[WHAT IS EXPECTED]: Present each line of the entries below that holds the word "botanical".

[SUPPLIED INFORMATION]:
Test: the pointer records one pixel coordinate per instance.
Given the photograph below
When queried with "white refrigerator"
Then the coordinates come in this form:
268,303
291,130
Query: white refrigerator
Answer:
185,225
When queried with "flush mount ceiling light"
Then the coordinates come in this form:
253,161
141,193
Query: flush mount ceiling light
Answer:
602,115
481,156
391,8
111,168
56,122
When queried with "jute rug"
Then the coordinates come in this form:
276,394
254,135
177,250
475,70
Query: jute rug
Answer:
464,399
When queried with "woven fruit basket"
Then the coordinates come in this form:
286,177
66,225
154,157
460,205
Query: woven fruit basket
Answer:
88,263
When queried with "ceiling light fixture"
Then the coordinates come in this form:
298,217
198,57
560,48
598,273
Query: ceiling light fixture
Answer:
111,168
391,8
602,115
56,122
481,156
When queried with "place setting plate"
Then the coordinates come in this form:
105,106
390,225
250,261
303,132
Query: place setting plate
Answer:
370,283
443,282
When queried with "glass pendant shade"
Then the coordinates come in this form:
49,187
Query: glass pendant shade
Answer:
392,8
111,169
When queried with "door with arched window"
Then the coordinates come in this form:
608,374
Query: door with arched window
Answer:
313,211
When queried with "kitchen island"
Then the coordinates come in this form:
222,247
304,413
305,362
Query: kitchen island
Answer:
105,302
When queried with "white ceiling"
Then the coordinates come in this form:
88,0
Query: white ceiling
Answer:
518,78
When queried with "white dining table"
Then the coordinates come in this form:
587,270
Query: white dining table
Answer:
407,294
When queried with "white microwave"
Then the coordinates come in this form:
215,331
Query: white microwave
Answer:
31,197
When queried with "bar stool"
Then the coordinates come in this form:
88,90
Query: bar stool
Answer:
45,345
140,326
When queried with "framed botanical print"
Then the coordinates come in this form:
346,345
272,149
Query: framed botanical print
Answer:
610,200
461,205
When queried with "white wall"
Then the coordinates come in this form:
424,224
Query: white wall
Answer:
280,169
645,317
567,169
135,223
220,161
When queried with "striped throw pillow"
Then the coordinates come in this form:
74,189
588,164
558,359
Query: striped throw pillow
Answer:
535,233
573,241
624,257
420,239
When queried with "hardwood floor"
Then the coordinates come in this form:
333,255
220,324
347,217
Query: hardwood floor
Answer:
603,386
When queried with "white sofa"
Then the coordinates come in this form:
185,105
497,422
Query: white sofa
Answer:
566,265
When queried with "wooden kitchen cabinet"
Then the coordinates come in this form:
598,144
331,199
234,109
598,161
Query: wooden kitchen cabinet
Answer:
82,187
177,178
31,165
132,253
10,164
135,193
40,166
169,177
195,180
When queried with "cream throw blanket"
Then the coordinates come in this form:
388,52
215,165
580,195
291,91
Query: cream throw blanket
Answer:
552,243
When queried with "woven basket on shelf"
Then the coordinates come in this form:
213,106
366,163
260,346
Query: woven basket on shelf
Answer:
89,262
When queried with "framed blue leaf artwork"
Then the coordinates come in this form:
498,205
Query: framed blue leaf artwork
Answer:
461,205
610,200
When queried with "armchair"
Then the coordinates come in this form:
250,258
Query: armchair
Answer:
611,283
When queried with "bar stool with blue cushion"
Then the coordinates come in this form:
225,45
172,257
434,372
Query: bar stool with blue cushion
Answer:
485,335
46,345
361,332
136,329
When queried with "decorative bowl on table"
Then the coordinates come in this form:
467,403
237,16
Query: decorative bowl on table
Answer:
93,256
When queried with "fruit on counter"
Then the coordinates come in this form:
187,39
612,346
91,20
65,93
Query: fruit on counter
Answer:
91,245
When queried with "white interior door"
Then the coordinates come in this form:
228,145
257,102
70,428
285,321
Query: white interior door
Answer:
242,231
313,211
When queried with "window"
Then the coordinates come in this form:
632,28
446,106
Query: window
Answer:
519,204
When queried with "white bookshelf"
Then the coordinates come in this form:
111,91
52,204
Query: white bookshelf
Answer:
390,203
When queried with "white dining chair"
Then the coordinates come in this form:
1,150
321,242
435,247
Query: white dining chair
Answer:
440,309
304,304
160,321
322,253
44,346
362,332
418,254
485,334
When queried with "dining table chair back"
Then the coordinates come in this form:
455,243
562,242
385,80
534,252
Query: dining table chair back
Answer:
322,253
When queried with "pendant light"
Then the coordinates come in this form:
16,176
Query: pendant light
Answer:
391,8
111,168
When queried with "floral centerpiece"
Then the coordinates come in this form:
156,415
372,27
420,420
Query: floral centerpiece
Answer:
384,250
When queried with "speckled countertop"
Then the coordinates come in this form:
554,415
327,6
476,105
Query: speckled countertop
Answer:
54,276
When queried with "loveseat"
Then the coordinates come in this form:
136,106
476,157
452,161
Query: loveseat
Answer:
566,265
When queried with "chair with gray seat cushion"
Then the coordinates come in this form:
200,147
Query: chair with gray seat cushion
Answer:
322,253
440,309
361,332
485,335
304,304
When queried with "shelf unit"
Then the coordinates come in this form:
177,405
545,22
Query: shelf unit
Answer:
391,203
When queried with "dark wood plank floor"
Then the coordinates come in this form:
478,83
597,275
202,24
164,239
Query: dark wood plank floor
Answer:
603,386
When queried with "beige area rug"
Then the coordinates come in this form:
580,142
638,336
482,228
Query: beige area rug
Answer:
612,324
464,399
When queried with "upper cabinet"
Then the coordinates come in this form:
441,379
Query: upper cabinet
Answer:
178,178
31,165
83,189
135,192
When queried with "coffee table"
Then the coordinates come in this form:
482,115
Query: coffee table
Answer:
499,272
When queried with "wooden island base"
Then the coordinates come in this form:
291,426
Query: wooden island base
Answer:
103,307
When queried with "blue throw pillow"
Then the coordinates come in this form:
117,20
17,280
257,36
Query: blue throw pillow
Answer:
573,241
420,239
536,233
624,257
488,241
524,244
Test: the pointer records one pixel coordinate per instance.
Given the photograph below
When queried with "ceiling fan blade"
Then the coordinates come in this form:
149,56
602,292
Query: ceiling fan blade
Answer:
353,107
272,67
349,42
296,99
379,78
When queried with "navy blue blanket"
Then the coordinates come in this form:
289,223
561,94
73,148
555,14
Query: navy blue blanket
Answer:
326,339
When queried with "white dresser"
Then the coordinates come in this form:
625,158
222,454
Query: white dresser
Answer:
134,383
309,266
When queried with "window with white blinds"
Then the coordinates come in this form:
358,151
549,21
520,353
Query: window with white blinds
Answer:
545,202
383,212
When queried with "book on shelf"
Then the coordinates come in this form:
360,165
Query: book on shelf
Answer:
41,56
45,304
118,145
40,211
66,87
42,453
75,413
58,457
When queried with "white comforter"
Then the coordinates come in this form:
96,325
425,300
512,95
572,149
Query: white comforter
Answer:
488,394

[ANSWER AREA]:
When queried with "framed botanical print"
Query: framed botanical print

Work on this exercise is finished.